→ **Instructions to follow**
The line containing "Target: snow surface" and every line after it, through the last one below: output exactly these and nothing else.

===== Records provided

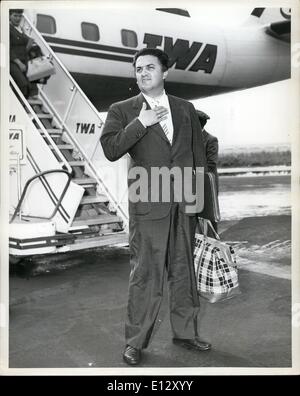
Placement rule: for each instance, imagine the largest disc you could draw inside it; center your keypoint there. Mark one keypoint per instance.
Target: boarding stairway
(62, 130)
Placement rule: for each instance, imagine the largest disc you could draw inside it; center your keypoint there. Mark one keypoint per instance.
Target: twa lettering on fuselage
(182, 54)
(85, 128)
(286, 12)
(14, 135)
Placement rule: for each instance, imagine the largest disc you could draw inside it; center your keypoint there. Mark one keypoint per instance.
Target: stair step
(85, 181)
(64, 147)
(97, 199)
(94, 242)
(35, 101)
(102, 219)
(76, 163)
(44, 115)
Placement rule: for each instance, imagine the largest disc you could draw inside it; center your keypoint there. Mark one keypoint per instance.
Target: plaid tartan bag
(215, 266)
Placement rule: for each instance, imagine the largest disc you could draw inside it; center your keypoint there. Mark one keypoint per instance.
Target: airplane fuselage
(205, 60)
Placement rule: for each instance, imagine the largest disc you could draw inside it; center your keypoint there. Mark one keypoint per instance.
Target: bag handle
(204, 223)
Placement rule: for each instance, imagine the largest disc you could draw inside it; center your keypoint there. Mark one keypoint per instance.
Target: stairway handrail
(62, 66)
(39, 175)
(40, 124)
(111, 198)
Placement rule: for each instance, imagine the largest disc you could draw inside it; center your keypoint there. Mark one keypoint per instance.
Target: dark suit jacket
(148, 147)
(17, 45)
(211, 145)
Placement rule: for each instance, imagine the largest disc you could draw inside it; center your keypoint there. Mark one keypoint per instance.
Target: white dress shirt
(167, 123)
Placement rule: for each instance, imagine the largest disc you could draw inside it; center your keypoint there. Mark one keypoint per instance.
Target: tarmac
(68, 310)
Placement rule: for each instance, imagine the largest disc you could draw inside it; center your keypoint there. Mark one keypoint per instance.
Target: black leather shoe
(194, 344)
(131, 355)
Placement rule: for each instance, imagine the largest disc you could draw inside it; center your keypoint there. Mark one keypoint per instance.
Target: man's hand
(151, 117)
(21, 65)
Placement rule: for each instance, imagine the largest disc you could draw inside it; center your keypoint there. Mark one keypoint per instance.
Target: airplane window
(177, 11)
(129, 38)
(45, 24)
(90, 31)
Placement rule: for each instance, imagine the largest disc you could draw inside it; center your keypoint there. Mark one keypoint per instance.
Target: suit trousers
(160, 247)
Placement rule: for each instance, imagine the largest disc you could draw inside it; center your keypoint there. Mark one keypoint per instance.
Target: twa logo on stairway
(85, 128)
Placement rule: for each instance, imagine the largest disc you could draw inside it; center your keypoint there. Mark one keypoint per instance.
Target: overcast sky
(253, 116)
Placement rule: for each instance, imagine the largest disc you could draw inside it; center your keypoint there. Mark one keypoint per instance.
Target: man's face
(149, 74)
(15, 19)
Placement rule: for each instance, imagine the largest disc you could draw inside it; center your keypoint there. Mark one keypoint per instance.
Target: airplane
(98, 48)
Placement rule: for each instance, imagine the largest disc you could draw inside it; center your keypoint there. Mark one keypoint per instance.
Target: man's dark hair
(159, 54)
(16, 11)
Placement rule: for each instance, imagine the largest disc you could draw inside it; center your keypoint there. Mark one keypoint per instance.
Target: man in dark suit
(158, 131)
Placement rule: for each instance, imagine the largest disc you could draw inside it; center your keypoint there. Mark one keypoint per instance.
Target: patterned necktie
(165, 127)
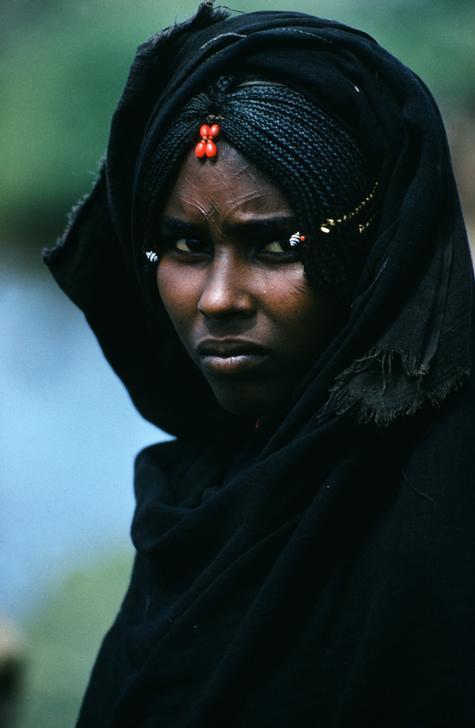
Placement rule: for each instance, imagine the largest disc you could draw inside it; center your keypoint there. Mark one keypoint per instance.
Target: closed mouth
(231, 356)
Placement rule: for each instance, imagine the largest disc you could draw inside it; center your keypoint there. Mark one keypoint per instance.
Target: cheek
(302, 317)
(178, 292)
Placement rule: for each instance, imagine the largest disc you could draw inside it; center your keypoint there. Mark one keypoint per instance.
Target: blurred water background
(68, 433)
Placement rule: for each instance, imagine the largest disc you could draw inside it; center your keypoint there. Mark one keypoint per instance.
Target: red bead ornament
(206, 147)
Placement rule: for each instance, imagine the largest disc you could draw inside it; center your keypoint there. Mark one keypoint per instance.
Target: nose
(227, 290)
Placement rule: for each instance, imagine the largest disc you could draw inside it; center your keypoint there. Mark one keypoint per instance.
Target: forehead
(230, 187)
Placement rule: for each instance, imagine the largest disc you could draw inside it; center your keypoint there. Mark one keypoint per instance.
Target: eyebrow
(253, 227)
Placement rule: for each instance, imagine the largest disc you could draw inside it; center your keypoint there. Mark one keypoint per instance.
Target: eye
(190, 246)
(279, 247)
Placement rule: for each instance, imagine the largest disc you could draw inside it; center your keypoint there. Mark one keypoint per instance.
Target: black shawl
(319, 572)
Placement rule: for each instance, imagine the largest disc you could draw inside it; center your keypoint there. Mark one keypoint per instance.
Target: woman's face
(234, 289)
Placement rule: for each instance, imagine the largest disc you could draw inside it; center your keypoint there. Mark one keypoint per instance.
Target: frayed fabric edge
(343, 401)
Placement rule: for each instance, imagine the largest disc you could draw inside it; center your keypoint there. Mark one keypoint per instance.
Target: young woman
(274, 261)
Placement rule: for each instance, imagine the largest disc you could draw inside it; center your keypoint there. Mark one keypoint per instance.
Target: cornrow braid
(307, 153)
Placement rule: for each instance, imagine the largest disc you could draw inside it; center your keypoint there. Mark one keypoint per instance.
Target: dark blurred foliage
(64, 64)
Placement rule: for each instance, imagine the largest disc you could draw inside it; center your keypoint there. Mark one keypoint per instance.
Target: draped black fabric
(319, 572)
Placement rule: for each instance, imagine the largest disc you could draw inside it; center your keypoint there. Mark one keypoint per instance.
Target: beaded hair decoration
(330, 223)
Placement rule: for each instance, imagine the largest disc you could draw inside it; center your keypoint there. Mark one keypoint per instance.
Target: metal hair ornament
(330, 223)
(206, 147)
(296, 239)
(152, 256)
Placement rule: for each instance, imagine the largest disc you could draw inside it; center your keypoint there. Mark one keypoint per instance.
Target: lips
(232, 356)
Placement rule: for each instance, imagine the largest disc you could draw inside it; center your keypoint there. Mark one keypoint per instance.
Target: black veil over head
(411, 313)
(319, 572)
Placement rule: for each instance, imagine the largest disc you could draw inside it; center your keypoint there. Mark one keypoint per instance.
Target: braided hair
(301, 148)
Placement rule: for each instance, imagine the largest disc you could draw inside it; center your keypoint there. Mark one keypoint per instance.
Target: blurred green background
(63, 66)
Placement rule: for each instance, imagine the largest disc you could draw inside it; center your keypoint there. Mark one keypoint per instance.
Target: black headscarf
(319, 573)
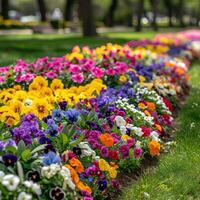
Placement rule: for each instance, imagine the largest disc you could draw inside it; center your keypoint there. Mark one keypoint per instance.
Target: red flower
(146, 131)
(114, 155)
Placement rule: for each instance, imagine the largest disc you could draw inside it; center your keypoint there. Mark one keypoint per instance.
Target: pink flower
(74, 69)
(97, 72)
(110, 72)
(51, 75)
(2, 79)
(78, 78)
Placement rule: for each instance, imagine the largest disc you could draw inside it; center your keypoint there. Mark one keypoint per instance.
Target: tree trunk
(181, 13)
(169, 7)
(154, 4)
(42, 9)
(139, 15)
(5, 9)
(68, 10)
(110, 21)
(87, 17)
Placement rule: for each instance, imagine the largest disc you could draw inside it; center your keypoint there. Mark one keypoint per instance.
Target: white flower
(28, 102)
(120, 121)
(65, 173)
(11, 182)
(122, 130)
(24, 196)
(33, 186)
(138, 144)
(50, 171)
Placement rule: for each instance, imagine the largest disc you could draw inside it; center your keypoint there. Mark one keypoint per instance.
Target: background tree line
(112, 12)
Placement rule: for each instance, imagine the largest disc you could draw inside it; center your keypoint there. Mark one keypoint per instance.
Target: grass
(31, 47)
(178, 175)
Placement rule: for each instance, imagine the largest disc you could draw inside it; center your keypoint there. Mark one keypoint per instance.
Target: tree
(87, 17)
(154, 4)
(42, 9)
(5, 9)
(169, 6)
(68, 9)
(140, 9)
(180, 9)
(110, 21)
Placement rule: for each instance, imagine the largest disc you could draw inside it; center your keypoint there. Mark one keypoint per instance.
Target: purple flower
(9, 159)
(137, 152)
(124, 150)
(104, 151)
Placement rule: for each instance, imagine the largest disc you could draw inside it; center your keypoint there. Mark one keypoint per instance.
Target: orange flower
(158, 127)
(106, 139)
(81, 186)
(74, 175)
(74, 162)
(142, 106)
(154, 148)
(151, 105)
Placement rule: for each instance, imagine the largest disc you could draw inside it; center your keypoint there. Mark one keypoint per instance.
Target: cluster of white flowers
(152, 95)
(35, 188)
(87, 151)
(123, 103)
(10, 181)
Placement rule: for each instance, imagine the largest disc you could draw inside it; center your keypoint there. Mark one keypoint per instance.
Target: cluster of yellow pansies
(41, 98)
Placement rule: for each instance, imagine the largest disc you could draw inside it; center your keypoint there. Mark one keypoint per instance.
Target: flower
(78, 78)
(33, 176)
(102, 185)
(24, 196)
(137, 152)
(33, 186)
(9, 159)
(154, 148)
(11, 182)
(51, 158)
(74, 162)
(104, 151)
(106, 139)
(57, 193)
(50, 171)
(72, 115)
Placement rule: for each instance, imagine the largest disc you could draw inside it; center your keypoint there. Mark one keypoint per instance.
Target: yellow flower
(122, 79)
(56, 84)
(41, 108)
(10, 118)
(142, 78)
(103, 165)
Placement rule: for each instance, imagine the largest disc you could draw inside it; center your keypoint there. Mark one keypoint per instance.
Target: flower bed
(69, 125)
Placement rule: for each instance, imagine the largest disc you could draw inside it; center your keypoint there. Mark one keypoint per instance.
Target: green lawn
(30, 47)
(178, 175)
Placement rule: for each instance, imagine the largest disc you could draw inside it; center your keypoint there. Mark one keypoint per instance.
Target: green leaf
(20, 171)
(39, 148)
(26, 154)
(76, 142)
(11, 149)
(21, 147)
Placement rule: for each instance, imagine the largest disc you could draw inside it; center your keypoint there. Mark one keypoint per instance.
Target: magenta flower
(78, 78)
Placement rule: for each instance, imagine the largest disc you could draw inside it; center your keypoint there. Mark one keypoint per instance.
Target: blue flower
(51, 158)
(57, 115)
(72, 115)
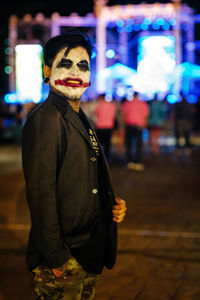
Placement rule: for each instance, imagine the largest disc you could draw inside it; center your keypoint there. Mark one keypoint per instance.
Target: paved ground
(159, 242)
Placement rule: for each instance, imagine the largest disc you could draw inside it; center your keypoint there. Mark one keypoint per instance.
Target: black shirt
(91, 255)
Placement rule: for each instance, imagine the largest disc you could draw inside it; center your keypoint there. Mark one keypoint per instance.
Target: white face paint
(70, 74)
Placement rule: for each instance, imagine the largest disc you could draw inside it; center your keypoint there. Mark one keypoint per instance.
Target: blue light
(155, 26)
(166, 26)
(130, 22)
(172, 99)
(136, 27)
(192, 99)
(120, 23)
(144, 26)
(93, 54)
(120, 29)
(147, 21)
(10, 98)
(111, 25)
(172, 22)
(110, 53)
(129, 28)
(160, 21)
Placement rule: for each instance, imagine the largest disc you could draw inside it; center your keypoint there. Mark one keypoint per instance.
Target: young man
(69, 192)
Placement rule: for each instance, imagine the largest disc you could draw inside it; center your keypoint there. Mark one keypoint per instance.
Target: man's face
(70, 74)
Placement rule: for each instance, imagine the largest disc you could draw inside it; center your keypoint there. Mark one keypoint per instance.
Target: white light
(28, 72)
(156, 64)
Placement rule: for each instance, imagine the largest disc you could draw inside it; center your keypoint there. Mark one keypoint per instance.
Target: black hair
(71, 39)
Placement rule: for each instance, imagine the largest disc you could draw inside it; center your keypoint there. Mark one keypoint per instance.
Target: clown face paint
(70, 74)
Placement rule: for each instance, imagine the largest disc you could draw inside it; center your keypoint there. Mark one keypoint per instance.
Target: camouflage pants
(73, 284)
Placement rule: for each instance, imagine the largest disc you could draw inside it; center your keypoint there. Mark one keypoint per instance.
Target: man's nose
(74, 70)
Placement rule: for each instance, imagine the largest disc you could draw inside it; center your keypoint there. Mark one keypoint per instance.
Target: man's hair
(71, 39)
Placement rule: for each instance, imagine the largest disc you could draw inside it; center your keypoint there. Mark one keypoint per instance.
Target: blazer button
(94, 191)
(93, 158)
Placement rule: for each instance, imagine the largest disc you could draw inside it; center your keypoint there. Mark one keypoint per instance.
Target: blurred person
(74, 212)
(183, 113)
(136, 113)
(156, 120)
(105, 119)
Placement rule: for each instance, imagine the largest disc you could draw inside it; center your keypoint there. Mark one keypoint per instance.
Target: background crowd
(127, 127)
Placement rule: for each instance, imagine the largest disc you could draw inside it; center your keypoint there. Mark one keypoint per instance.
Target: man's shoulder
(45, 110)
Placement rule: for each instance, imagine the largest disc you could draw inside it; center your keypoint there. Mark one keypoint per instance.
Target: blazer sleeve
(40, 142)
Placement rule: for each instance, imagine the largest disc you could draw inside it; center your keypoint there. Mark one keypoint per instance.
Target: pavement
(159, 241)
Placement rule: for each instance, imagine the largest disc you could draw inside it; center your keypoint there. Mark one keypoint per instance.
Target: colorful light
(110, 53)
(156, 64)
(28, 59)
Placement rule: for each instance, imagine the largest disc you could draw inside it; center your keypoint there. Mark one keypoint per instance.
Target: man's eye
(65, 63)
(83, 66)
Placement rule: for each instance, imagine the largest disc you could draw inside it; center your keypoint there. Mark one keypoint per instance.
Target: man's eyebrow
(84, 61)
(65, 60)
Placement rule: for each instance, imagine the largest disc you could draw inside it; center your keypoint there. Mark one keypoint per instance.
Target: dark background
(65, 8)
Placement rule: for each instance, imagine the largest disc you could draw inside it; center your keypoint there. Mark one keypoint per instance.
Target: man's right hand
(57, 272)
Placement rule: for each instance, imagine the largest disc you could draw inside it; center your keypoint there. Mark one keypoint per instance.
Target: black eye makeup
(65, 63)
(83, 65)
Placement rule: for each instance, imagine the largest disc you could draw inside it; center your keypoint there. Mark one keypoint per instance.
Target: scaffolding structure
(20, 30)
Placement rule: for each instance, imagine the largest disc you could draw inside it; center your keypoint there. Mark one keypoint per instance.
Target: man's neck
(75, 104)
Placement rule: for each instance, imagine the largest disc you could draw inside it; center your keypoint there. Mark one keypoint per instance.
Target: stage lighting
(128, 28)
(110, 53)
(172, 22)
(136, 27)
(120, 23)
(144, 26)
(8, 69)
(155, 26)
(172, 99)
(28, 59)
(166, 26)
(160, 21)
(147, 21)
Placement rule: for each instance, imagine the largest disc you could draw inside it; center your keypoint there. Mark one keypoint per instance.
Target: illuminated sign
(156, 63)
(28, 63)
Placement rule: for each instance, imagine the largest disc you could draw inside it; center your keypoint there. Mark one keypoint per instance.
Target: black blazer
(60, 170)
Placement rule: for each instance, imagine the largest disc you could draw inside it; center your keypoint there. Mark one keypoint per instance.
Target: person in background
(135, 113)
(183, 113)
(155, 123)
(105, 118)
(74, 212)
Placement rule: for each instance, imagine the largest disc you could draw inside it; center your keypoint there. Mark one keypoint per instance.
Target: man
(72, 205)
(105, 117)
(136, 113)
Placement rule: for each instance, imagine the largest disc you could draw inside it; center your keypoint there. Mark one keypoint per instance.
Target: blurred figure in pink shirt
(136, 113)
(105, 118)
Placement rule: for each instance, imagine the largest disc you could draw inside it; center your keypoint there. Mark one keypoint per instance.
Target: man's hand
(57, 272)
(119, 210)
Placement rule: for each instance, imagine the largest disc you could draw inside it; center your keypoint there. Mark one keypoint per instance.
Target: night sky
(65, 8)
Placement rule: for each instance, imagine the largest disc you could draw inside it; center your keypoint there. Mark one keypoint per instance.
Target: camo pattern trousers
(74, 284)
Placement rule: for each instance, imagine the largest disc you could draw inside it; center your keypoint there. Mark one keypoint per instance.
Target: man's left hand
(119, 210)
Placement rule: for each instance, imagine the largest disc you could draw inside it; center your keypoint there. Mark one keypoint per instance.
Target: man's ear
(47, 73)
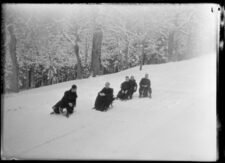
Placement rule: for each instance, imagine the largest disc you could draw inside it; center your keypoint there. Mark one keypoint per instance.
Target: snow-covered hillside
(178, 123)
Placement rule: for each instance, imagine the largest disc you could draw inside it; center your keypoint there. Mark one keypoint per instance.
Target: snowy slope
(178, 123)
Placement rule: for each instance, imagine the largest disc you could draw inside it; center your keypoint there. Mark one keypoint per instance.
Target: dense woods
(48, 44)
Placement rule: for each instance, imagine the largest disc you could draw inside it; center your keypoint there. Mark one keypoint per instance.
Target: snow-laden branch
(68, 38)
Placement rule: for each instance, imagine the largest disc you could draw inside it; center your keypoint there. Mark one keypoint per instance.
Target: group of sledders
(105, 97)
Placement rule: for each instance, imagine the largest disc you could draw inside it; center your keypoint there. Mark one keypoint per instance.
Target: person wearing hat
(145, 89)
(104, 98)
(68, 102)
(132, 87)
(123, 94)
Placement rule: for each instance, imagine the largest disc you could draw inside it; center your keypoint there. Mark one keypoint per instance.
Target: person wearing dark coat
(132, 87)
(68, 101)
(125, 86)
(145, 87)
(104, 98)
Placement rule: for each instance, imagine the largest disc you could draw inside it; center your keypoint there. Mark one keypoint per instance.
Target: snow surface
(178, 123)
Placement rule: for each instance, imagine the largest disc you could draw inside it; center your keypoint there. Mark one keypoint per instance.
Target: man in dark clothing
(132, 87)
(145, 87)
(123, 93)
(104, 98)
(68, 101)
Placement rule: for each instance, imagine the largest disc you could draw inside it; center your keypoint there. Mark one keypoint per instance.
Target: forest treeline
(48, 44)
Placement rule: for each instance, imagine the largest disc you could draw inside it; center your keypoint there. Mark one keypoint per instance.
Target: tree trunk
(15, 67)
(170, 45)
(96, 52)
(79, 66)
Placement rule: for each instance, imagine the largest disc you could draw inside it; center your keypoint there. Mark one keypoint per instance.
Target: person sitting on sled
(145, 87)
(68, 102)
(133, 87)
(123, 94)
(104, 98)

==========

→ **Response to this exercise**
Target: snow surface
(178, 123)
Placement rule: for each instance, imagine the largest disc you could draw inside it; center your keypoint there. Mark one keypoint per instance.
Target: man in dark clothing
(132, 87)
(145, 87)
(123, 93)
(104, 98)
(68, 101)
Placement rule: for each instance, imagine the largest disc you could draw inside it; center your keypoint there. Mark one keypoint per instance.
Target: forest treeline
(48, 44)
Placement rule: for each instance, imagine the largest disc you could draw inside it; center your keypoint there. Mark one keypoint per instance.
Target: tree trunk
(15, 67)
(170, 45)
(96, 52)
(79, 66)
Placement rule: for each instance, imagine the largest disc you could draw inside it; center your keypoint there. Mark one keypoint per instance.
Target: person sitting on sled
(145, 87)
(68, 102)
(133, 87)
(123, 94)
(104, 98)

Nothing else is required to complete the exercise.